** Instructions to follow **
Write the next part of the forum thread about a satellite receiver losing signal lock on a long cable run, starting right after its last sentence.

** Document **
↓↓↓

# Long cable - lots of problems - theories welcome



## FrequentFlyer (Sep 22, 2004)

Configuration: two 921s running off DPP44 switch with separators plus a 510 and a 311.

Background: My 510 and 311 have never had problems. I had lots of problems on both 921s as below until I read here to use ports 1 & 4 on the DPP44. That seems to have solved it completely on one 921 but I still have a problem on the other 921 as follows.

Current problem: One 921 will lose satellite lock at least once a day. When I get home from work and turn it on, it generally will have the "lost lock" message on the screen or a black screen. The guide will still work as will viewing of DVR material that was previously recorded; however, the system is very sluggish during this time. Even when I have lock, sometimes just channel surfing will result in a "lost lock" or black screen as described above.

Fix: About half the time, I can get the 921 working again by simply disconnecting the satellite cable from the receiver and then reconnecting it (without having to reset the receiver). If that does not work, I can pull the smart card and reinsert and that reboot will usually do it if the simple cable disconnect/reconnect did not. I find that I usually do not have to fully power cycle the machine to get it running again.

Extra info: this box is probably 250-260 feet from the LNBs. I know that is beyond the rated distance. However, if I do a signal check when everything is working, the signal is the same as on my shorter runs. I do have a simple line amplifier at a break in the cable between the switch and this receiver. It does not seem to make any difference. I had my installer pull brand new 2200GHz RG6 to this receiver so I know the cable is not bad. We are using Digicon connectors on the cable.

Questions: does the behavior match the problems one would expect from a "too long" cable run? Why does simply disconnecting and reconnecting the cable frequently solve the problem? Is there anything I can do to extend the 200 foot limit? My installer says that using RG11 from the switch to the dish won't help since I'd still need RG11 from the switch to the receiver.

I have gotten nowhere with Dish tech support and I have suffered through this for months. Any guidance will be greatly appreciated.

↑↑↑

** Data extract **

↓↓↓

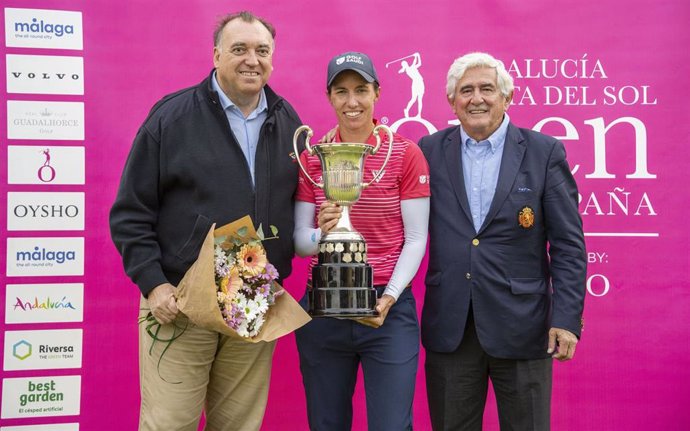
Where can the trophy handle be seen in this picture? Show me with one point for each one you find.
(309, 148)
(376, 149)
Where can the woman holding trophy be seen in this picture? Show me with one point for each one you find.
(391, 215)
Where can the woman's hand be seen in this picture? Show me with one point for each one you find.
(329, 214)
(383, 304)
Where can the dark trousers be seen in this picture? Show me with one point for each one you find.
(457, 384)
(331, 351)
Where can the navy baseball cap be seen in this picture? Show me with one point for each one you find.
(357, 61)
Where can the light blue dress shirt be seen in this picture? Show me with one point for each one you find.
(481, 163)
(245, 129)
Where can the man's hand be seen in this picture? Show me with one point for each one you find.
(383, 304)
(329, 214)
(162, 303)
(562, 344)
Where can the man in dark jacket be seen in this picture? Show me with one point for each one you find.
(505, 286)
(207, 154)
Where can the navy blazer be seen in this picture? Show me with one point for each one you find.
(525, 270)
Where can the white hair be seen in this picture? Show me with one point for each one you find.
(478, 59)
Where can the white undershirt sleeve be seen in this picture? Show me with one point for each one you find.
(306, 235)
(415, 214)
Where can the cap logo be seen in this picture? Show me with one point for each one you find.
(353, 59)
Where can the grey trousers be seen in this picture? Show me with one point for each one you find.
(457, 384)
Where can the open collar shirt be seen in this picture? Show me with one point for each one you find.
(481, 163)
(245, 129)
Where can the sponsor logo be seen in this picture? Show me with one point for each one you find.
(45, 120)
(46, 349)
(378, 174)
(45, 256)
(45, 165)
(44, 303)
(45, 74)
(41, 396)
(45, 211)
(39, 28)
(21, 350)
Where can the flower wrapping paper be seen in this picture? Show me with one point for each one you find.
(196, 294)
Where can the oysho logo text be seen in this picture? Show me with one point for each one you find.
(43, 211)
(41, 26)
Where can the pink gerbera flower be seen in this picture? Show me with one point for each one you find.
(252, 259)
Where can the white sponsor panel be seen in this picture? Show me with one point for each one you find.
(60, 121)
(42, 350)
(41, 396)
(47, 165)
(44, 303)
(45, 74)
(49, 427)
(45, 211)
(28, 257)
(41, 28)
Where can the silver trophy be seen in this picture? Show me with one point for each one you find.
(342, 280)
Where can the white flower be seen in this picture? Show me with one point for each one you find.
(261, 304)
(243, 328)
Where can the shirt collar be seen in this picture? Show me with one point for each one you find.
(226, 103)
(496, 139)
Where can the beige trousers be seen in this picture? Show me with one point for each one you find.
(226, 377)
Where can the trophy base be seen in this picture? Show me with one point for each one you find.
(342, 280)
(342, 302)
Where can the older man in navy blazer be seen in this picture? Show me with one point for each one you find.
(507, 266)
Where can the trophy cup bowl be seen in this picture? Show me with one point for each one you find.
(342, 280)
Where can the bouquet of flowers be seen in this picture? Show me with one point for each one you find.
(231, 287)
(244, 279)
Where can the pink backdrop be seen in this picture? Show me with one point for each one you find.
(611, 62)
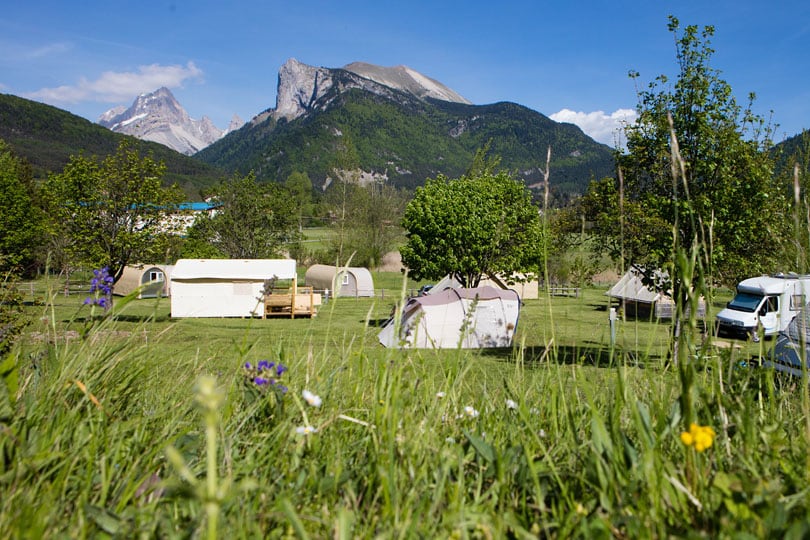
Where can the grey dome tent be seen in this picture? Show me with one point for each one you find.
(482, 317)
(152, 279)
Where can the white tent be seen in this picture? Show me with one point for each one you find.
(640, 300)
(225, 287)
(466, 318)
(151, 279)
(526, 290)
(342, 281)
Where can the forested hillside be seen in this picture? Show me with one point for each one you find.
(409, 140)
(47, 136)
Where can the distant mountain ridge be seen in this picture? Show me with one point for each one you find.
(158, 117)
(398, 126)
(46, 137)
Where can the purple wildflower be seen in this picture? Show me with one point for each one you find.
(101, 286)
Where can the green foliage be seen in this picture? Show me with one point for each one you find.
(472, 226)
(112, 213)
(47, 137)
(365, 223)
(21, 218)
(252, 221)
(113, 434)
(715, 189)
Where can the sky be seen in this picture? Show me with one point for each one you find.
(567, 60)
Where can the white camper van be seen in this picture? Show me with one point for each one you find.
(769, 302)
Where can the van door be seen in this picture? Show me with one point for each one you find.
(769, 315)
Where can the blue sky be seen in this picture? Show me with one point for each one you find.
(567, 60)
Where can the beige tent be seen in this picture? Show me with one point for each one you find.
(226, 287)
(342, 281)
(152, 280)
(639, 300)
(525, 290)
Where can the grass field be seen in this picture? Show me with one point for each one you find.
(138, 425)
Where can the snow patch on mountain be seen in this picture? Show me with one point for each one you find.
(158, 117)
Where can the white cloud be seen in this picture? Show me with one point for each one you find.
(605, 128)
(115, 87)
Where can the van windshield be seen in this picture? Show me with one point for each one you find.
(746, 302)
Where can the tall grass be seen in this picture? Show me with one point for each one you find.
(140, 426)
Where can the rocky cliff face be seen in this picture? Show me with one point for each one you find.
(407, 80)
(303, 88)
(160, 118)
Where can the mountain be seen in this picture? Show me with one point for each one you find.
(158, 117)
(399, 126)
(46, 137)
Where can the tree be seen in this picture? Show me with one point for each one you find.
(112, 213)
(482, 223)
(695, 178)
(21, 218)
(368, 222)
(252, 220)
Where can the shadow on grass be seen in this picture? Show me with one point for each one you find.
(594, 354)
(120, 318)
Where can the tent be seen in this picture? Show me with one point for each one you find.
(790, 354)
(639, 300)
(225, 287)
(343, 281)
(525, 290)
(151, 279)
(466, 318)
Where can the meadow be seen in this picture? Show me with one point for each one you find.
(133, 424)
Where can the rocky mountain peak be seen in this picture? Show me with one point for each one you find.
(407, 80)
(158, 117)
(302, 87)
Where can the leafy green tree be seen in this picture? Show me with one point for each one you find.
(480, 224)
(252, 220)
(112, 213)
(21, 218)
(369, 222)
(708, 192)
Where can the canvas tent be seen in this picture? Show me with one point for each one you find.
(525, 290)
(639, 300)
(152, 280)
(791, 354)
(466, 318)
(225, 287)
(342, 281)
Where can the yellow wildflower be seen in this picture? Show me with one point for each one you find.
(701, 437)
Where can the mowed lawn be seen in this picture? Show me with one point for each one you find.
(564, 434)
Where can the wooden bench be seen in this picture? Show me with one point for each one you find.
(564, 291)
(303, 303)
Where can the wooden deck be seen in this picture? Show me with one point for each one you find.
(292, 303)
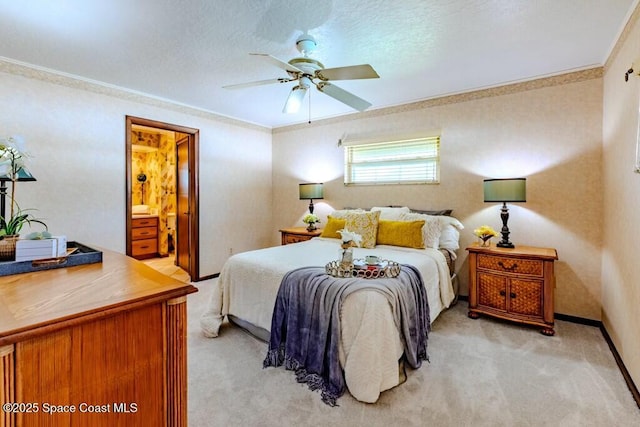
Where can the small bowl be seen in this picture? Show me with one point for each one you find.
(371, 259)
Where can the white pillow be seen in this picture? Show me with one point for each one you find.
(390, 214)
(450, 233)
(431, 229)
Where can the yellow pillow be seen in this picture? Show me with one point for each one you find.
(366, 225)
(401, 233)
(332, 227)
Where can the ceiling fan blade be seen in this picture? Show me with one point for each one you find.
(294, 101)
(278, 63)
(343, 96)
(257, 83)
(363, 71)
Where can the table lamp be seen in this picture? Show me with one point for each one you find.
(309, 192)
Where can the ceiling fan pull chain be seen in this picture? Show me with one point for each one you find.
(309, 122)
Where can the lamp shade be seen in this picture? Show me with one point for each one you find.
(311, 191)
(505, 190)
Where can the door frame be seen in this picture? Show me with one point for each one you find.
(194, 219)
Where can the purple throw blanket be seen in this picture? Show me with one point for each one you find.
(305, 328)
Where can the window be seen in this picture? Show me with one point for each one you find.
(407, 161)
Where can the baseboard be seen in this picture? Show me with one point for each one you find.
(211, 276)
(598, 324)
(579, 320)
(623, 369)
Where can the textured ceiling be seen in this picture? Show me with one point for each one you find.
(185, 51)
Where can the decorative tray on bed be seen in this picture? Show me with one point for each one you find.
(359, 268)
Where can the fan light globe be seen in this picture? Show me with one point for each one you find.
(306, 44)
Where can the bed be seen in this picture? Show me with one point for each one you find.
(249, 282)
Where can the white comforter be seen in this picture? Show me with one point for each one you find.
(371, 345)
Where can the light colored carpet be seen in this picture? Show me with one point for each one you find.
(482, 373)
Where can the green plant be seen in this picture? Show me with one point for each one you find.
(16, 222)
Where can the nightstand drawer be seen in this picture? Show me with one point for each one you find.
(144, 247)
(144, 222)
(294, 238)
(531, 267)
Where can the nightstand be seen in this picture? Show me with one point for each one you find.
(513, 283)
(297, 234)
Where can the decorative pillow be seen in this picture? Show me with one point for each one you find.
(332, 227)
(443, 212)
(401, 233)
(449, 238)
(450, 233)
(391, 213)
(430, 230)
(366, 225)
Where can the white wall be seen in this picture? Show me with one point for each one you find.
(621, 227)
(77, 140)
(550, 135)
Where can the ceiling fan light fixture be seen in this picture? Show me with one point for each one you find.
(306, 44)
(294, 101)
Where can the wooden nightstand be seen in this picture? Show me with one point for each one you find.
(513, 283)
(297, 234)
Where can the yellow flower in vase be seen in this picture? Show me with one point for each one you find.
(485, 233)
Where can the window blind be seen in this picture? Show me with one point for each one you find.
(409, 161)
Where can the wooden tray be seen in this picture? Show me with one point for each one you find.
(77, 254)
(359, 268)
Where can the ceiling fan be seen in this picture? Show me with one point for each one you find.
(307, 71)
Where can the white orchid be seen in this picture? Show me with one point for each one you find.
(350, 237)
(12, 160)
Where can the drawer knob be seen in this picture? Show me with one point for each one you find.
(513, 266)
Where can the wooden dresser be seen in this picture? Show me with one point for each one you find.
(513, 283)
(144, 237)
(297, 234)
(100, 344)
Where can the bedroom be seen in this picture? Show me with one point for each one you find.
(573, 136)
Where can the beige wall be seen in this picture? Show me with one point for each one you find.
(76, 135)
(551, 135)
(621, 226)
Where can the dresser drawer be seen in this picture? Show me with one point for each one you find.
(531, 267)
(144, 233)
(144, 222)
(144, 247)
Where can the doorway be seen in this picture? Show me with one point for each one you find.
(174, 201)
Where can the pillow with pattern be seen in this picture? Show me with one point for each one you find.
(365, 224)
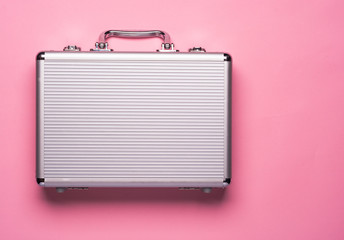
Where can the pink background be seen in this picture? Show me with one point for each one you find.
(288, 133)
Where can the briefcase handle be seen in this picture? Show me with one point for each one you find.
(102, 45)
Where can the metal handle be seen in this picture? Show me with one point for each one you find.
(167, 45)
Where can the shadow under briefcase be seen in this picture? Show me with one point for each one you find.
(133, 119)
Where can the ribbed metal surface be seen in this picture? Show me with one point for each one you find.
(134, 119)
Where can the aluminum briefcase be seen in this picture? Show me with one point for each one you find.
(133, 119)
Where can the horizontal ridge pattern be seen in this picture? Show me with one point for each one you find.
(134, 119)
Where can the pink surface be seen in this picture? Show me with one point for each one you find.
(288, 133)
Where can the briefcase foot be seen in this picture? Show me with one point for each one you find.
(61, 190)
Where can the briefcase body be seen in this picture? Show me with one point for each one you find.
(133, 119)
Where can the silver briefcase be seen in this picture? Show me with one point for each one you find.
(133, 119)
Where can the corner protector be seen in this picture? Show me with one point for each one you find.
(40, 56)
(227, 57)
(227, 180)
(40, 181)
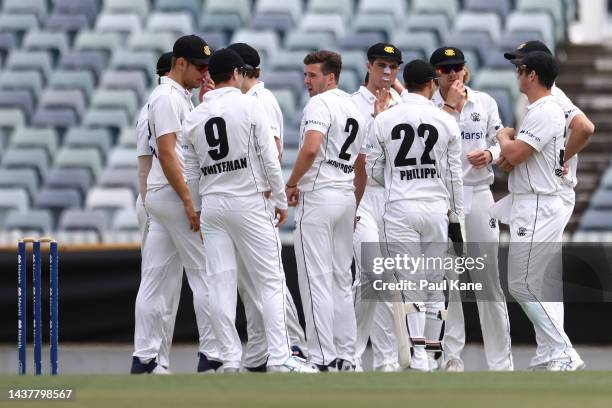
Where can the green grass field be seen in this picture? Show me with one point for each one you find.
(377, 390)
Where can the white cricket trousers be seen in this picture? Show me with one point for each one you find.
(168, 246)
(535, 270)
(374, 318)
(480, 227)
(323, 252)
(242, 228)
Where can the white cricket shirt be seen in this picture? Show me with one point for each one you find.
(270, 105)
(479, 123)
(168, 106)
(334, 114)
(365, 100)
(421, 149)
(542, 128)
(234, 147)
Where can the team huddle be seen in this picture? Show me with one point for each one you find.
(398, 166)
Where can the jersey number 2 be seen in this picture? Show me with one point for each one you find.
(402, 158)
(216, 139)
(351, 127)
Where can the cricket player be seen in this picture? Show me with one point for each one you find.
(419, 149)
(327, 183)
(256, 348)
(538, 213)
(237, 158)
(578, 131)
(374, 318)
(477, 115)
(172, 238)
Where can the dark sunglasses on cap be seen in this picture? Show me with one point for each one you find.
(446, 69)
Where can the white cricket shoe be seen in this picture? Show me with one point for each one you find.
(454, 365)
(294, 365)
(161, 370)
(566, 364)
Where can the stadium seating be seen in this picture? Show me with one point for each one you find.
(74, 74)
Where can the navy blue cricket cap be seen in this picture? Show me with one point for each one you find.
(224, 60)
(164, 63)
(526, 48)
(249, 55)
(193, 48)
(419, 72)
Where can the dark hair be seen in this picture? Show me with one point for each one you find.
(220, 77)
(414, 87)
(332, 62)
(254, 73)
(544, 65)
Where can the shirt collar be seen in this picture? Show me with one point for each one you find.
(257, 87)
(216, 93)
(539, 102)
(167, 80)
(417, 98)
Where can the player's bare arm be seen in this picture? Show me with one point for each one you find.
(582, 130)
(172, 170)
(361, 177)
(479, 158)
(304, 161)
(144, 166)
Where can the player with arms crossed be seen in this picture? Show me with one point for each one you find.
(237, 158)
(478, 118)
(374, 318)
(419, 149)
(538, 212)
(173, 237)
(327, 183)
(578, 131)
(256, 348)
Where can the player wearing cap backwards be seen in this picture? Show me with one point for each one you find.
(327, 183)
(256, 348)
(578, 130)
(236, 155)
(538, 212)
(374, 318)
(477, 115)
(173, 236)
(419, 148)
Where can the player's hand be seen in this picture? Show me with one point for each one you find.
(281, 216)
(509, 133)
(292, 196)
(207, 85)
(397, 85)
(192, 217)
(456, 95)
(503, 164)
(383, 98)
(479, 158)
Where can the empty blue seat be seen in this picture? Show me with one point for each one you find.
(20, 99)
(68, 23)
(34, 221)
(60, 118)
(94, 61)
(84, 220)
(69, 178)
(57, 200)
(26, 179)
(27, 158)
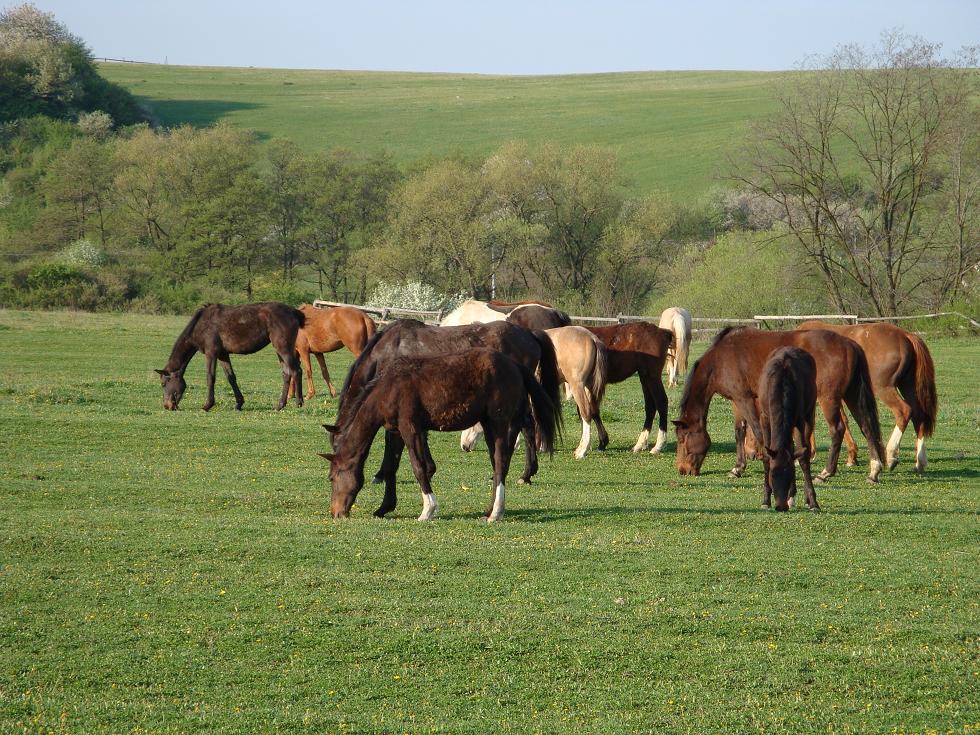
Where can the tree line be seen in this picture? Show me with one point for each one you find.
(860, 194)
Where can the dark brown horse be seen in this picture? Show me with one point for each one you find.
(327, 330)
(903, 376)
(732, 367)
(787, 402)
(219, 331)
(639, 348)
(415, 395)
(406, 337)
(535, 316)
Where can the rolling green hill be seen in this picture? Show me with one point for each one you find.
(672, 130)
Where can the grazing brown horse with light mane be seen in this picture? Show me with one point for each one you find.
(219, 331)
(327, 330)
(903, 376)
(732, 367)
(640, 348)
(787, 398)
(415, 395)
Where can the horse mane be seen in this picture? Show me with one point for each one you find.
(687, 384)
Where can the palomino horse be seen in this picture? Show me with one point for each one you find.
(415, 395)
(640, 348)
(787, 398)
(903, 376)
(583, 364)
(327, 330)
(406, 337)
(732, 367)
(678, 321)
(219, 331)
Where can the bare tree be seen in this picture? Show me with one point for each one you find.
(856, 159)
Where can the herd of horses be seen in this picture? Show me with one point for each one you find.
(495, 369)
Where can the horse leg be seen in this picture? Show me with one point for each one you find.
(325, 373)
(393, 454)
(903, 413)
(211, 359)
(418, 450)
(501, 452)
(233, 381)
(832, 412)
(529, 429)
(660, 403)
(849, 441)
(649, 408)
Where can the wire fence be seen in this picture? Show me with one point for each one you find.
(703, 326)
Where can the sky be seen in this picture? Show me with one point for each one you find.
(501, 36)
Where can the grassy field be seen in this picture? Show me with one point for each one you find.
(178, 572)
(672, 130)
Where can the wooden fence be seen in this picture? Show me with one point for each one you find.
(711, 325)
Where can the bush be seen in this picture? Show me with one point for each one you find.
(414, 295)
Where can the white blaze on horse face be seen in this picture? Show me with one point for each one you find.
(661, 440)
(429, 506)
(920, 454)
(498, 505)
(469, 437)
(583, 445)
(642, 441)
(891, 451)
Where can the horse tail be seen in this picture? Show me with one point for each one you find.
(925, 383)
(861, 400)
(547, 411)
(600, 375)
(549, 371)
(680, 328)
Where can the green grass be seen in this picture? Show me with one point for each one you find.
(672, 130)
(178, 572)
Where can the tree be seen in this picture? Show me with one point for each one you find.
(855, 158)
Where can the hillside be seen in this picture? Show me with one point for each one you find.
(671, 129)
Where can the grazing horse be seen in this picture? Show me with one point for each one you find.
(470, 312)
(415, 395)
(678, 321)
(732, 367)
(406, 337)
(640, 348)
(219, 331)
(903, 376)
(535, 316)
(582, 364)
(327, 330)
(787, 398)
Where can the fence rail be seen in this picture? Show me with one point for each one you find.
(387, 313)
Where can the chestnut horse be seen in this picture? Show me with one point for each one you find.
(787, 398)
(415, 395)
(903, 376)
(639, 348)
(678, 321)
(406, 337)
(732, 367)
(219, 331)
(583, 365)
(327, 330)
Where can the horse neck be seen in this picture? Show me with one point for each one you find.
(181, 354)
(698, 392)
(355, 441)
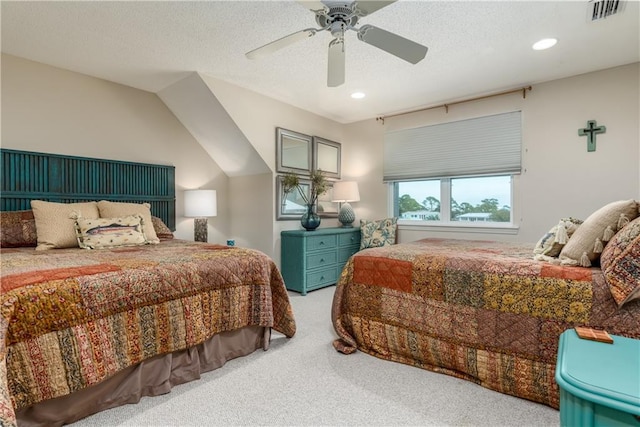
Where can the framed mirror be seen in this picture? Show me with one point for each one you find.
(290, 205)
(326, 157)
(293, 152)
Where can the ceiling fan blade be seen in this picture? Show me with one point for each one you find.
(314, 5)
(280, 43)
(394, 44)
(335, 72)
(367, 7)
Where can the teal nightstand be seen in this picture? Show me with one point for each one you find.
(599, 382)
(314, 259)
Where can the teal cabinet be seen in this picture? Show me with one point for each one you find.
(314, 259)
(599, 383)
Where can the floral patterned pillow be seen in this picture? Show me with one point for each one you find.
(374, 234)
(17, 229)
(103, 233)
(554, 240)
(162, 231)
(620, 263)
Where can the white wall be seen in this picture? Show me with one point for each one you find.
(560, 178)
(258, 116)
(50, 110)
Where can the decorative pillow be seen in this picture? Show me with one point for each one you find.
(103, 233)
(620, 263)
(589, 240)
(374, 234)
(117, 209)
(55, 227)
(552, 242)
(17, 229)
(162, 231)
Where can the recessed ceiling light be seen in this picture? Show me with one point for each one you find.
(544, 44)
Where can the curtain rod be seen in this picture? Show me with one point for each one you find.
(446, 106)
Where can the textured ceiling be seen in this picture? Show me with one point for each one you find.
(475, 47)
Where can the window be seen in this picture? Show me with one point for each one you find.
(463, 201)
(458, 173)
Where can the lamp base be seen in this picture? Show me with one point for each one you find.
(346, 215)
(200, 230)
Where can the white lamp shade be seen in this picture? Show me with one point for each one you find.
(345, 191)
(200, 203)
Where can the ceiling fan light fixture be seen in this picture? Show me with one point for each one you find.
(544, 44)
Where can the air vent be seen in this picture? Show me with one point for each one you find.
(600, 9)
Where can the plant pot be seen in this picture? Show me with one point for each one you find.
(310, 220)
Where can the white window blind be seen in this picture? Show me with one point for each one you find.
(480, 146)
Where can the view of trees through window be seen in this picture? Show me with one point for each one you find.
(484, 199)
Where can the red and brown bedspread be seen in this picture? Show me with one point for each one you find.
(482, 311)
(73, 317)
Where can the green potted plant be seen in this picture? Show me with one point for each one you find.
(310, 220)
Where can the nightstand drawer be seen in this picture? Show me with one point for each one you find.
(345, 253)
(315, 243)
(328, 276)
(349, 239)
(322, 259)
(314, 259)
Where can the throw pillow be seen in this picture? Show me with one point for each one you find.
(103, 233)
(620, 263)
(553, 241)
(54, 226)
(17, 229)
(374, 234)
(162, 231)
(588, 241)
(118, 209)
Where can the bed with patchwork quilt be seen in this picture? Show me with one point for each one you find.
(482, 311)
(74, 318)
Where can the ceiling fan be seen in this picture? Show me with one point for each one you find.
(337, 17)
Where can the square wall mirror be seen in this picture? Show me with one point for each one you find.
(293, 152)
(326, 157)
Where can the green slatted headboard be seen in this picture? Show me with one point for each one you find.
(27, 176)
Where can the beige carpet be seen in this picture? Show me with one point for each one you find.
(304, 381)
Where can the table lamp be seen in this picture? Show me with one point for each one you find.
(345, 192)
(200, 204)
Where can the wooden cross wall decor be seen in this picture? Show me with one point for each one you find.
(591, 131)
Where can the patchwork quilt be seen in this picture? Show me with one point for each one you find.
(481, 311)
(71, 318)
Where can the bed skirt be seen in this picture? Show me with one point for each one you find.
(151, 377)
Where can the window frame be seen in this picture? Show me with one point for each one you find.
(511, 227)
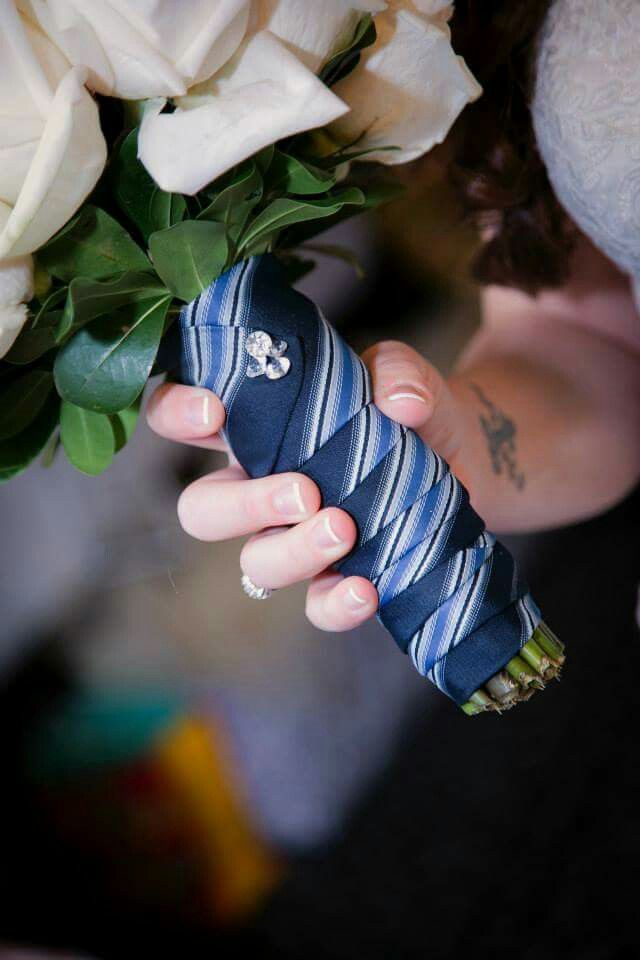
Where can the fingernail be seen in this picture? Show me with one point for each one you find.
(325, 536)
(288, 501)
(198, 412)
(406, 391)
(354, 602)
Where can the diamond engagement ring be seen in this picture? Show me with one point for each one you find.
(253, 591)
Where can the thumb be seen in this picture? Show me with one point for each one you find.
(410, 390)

↑↑↑

** Task answer **
----------



## boylehome (Jul 16, 2004)

My Cable length isn't as long as yours. I don't lose locks. I have my power inserter on a separate surge protector so when I reboot the 921's, the power to the power inserter in uninterrupted. 

Also, check you cable connectors for problems as it may be a poor contact.


----------



## Neil Derryberry (Mar 23, 2002)

I had a chart somewhere for signal loss by distance on different cable types.. I'll look for that. Long story short, long cable runs degrade signal by a mesurable amount as well as increasing the chance for EMI/RFI to further degrade the signal.


----------



## SimpleSimon (Jan 15, 2004)

What Neil said, PLUS, the voltage drop on a long run can be significant. Is the cable center conductor pure copper, or copper-clad steel? Steel is NOT good for long runs.

Replacing your runs with (expensive) RG-11 cable could very well be a solution.

Also, moving the switch to halfway down the long run might help.

I didn't see where you say which 921 has the power inserter and which has the amplifier. I see various problems depending on that configuration.

Finally, do NOT make a habit of pulling the smartcard - you WILL wear out the contacts and turn the 921 into a doorstop.


----------



## FrequentFlyer (Sep 22, 2004)

Thanks to all for input so far.



SimpleSimon said:


> I didn't see where you say which 921 has the power inserter and which has the amplifier. I see various problems depending on that configuration.


The 921 with no problems has the power inserter. The one with the problems has the amplifier (that was a recent addition). I have tried the power inserter on both 921s (no amp). The problem seems to be there whether or not the power inserter is connected.

It is probably just a cable run that is too long; I just don't understand why disconnecting and reconnecting the cable makes it work again (for a while).


----------



## Mike500 (May 10, 2002)

Forget the so called amplifier.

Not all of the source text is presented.